What needs to be done:
Make an exact copy of the entries, and keep any pictures out of it.

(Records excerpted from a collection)
Content starts
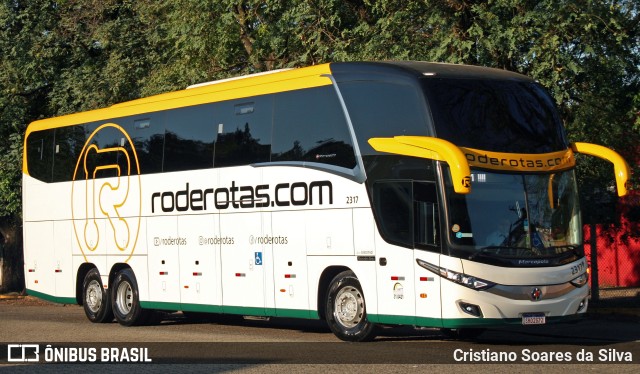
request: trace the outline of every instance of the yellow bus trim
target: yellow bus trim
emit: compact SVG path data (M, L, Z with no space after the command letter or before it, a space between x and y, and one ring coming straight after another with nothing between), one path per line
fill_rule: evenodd
M576 153L595 156L611 162L616 176L618 196L625 196L627 194L627 181L629 180L630 169L629 165L624 158L620 156L620 154L607 147L592 143L571 143L571 149Z
M504 153L460 147L469 165L516 172L549 172L570 169L576 160L571 148L550 153Z
M455 144L429 136L395 136L371 138L369 144L379 152L445 161L451 168L453 189L460 194L471 192L471 170L464 153Z

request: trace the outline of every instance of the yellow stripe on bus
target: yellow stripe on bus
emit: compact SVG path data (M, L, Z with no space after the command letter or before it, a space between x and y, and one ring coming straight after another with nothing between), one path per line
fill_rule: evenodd
M332 84L331 79L328 77L330 74L330 64L310 66L274 74L248 77L246 79L230 80L219 84L204 85L202 87L127 101L107 108L34 121L27 127L25 134L22 171L28 175L26 142L29 135L34 131L106 121L136 114L252 96L328 86Z

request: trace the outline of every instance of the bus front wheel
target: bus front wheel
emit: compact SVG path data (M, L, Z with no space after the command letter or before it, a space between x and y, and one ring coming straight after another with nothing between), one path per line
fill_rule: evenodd
M351 271L344 271L331 281L325 316L329 328L341 340L362 342L375 337L375 326L367 320L362 287Z
M140 307L138 283L131 269L118 272L111 286L113 315L123 326L135 326L146 321L146 311Z
M82 306L89 321L105 323L113 321L109 292L102 286L98 269L89 270L82 283Z

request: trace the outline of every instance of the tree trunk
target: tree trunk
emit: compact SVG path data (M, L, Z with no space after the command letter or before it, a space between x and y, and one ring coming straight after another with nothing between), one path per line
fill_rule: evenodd
M24 291L22 253L22 225L0 219L0 293Z

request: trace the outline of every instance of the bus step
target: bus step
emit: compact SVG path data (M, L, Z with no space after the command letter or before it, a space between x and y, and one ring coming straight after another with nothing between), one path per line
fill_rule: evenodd
M242 316L242 318L249 321L269 321L270 317L263 316Z

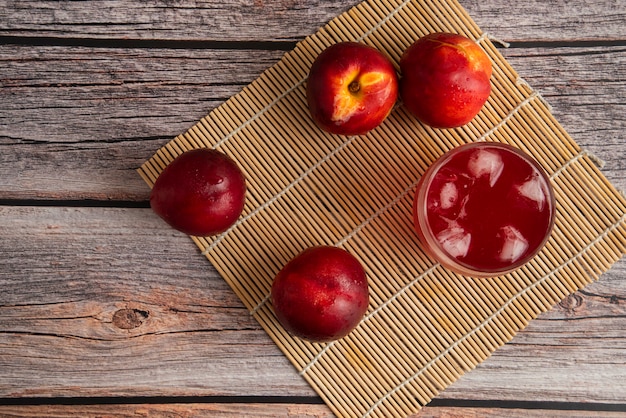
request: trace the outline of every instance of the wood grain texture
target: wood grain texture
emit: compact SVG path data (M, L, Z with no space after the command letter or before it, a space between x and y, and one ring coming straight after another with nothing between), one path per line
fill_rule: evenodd
M5 418L62 418L81 416L84 418L102 417L212 417L212 418L331 418L334 415L325 405L302 404L247 404L245 411L236 404L139 404L139 405L42 405L42 406L0 406L0 414ZM550 409L504 409L472 407L426 406L420 414L410 418L619 418L622 412L616 411L555 411Z
M5 35L241 42L302 38L359 1L9 3L12 7L0 8L0 27Z
M0 398L316 396L149 209L0 206L0 219ZM440 398L623 402L625 276L620 261Z
M237 404L139 404L139 405L88 405L88 406L0 406L4 418L46 417L83 418L103 417L213 417L213 418L331 418L334 415L326 405L260 404L250 403L242 410Z
M4 0L0 29L5 36L24 37L294 41L358 3ZM615 40L624 35L626 11L614 0L463 0L461 4L483 30L510 41Z
M420 418L619 418L623 412L613 411L555 411L553 409L521 409L521 408L467 408L467 407L432 407L426 406L419 414Z
M136 168L280 51L1 46L0 198L146 200ZM235 69L235 71L233 71Z
M149 209L0 207L0 218L0 397L314 395ZM120 328L120 310L137 326Z
M626 50L503 53L570 135L606 162L607 178L626 190L626 105L619 99L626 91ZM0 46L7 62L0 90L0 199L147 200L136 168L283 52L250 54Z

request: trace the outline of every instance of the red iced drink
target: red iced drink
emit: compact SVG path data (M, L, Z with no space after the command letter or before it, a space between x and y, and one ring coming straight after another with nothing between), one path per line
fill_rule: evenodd
M457 147L420 179L415 229L442 265L475 277L497 276L530 260L554 223L554 193L544 170L506 144Z

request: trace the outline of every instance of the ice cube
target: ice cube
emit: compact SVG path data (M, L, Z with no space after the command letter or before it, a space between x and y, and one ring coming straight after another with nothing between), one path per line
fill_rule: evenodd
M517 186L517 190L521 196L535 202L540 211L543 210L548 192L545 183L539 177L539 173L533 173L530 180Z
M464 173L443 168L430 186L428 210L439 216L454 220L463 212L473 179Z
M504 163L502 162L502 157L496 151L477 149L470 156L467 169L475 178L488 176L489 185L493 187L498 181L500 174L502 174Z
M459 198L459 190L456 188L454 183L445 183L439 192L439 202L441 204L441 209L450 209L454 205Z
M451 222L447 229L437 234L437 240L451 257L461 258L469 251L472 235L456 222Z
M506 225L500 228L499 235L503 239L500 261L514 263L524 255L528 249L528 241L514 226Z

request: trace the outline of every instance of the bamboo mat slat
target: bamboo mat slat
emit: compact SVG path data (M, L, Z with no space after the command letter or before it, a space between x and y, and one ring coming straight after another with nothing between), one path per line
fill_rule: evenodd
M481 113L454 130L419 124L401 105L364 136L328 135L311 121L306 76L324 48L360 41L397 63L434 31L464 34L493 62ZM491 279L453 274L421 250L412 228L417 180L447 150L497 141L548 172L554 231L521 269ZM335 414L404 417L485 360L529 321L596 280L626 252L626 201L454 0L369 0L298 43L276 65L174 138L138 172L149 186L182 152L219 149L245 172L240 220L192 237L250 313ZM370 306L348 337L326 344L286 334L269 299L275 274L313 245L336 245L364 264Z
Content ends
Exercise result:
request: trace the outline of every instance of the yellow bus trim
target: yellow bus trim
emit: compact SVG path data (M, L, Z with no space after the command letter or before it, a space between x and y, and one ring coming straight after another with nothing between), one path per line
fill_rule: evenodd
M576 153L595 156L611 162L616 176L618 196L625 196L627 194L627 181L629 180L630 169L629 165L624 158L620 156L620 154L607 147L592 143L571 143L571 149Z
M504 153L460 147L469 165L516 172L549 172L570 169L576 160L571 148L550 153Z
M455 144L429 136L395 136L371 138L369 144L379 152L445 161L451 168L453 189L460 194L471 192L471 170L464 153Z

request: trace the outline of every instance of the yellow stripe on bus
target: yellow stripe on bus
emit: compact SVG path data (M, L, Z with no space after the command letter or before it, a space between x and y, and one ring coming straight after another with nothing between), one path per line
fill_rule: evenodd
M332 84L331 79L328 77L330 74L330 64L310 66L274 74L248 77L246 79L230 80L219 84L204 85L202 87L127 101L107 108L34 121L27 127L25 134L22 171L28 175L26 142L29 135L34 131L106 121L136 114L252 96L328 86Z

request: trace the outline of every instance of the bus front wheel
target: bus front wheel
emit: compact SVG path data (M, L, Z with no space after the command letter or before it, a space between x and y, and one ring coming straight after another with nothing between), one path per line
fill_rule: evenodd
M351 271L344 271L331 281L325 316L329 328L341 340L362 342L375 337L375 326L367 320L362 287Z
M140 307L138 283L131 269L118 272L111 286L113 315L123 326L135 326L146 321L146 311Z
M82 306L89 321L105 323L113 321L109 292L102 286L98 269L89 270L82 283Z

request: trace the outline of every instance of the tree trunk
target: tree trunk
emit: compact SVG path data (M, L, Z with no space after the command letter or before it, a space between x and y, and one ring coming straight after another with nothing between), one path per line
fill_rule: evenodd
M24 291L22 253L22 225L0 219L0 293Z

request: trace the outline of every instance of the bus step
target: bus step
emit: compact SVG path data (M, L, Z with no space after the command letter or before it, a space between x and y, and one ring coming straight after another with nothing between), one path per line
fill_rule: evenodd
M242 316L242 318L249 321L269 321L270 317L263 316Z

request: trace the outline of every instance of the wood grain texture
target: wood grain texture
emit: compact SVG path data (M, L, Z with no space after the command letter or before it, a space between x and y, and one ring coming straight after another with nothing between), one path per line
fill_rule: evenodd
M5 418L62 418L81 416L84 418L102 417L212 417L212 418L331 418L334 415L325 405L302 404L247 404L245 411L236 404L139 404L139 405L42 405L42 406L0 406L0 414ZM550 409L504 409L472 407L426 406L420 414L410 418L619 418L622 412L616 411L555 411Z
M5 35L241 42L302 38L359 1L9 3L12 7L0 8L0 27Z
M0 398L316 396L149 209L0 206L0 219ZM440 398L623 402L625 276L620 261Z
M237 404L139 404L139 405L88 405L88 406L0 406L4 418L46 417L83 418L103 417L213 417L213 418L331 418L334 415L326 405L260 404L250 403L242 410Z
M4 0L0 29L5 36L24 37L294 41L358 3ZM615 40L624 35L626 11L614 0L463 0L461 4L483 30L510 41Z
M420 418L619 418L623 412L613 411L555 411L553 409L521 409L521 408L467 408L467 407L432 407L426 406L419 414Z
M136 168L280 51L1 46L0 198L146 200ZM235 69L235 71L233 71Z
M149 209L0 207L0 218L0 397L314 395ZM120 328L120 310L137 326Z
M626 50L503 53L570 135L606 162L607 178L626 190L626 105L619 99L626 91ZM0 46L7 62L0 90L0 199L147 200L136 168L283 52L250 54Z

request: trace the outline of every instance of the red iced drink
target: red iced drink
emit: compact SVG path data (M, L, Z with no space after the command letter or before it, a space between x and y, and one ring coming straight after another with nothing between), one path per line
fill_rule: evenodd
M457 147L420 179L415 229L442 265L475 277L497 276L530 260L554 223L554 193L544 170L506 144Z

request: trace the outline of every instance of the ice cube
target: ice cube
emit: compact SVG path data (M, L, Z with no space after the command letter or before it, a space between x and y, and one ring coming straight after another with nothing between), one path per line
fill_rule: evenodd
M517 186L517 190L521 196L535 202L540 211L543 210L548 192L545 183L539 177L539 173L533 173L530 180Z
M464 173L443 168L430 186L428 210L439 216L454 220L463 212L473 179Z
M504 163L502 162L502 157L496 151L477 149L470 156L467 169L475 178L488 176L489 185L493 187L498 181L500 174L502 174Z
M459 198L459 190L456 188L454 183L445 183L439 192L439 202L441 204L441 209L450 209L454 205Z
M451 222L447 229L437 234L437 240L451 257L461 258L469 251L472 235L456 222Z
M506 225L500 228L499 235L503 239L500 261L514 263L524 255L528 249L528 241L514 226Z

request: trace the outline of every instance of the bamboo mat slat
target: bamboo mat slat
emit: compact SVG path data (M, L, Z with no space after the command letter or before it, a space between x and y, and one ring coming straight after another with nothing between), one path per line
fill_rule: evenodd
M481 113L454 130L419 124L401 105L364 136L328 135L311 121L306 76L324 48L360 41L397 63L434 31L464 34L493 62ZM491 279L453 274L421 250L412 228L417 180L447 150L497 141L548 172L554 231L521 269ZM335 414L404 417L485 360L529 321L596 280L626 252L626 201L454 0L369 0L298 43L276 65L174 138L138 172L149 186L182 152L219 149L245 172L240 220L192 237L250 313ZM370 306L348 337L326 344L286 334L269 299L275 274L313 245L336 245L364 264Z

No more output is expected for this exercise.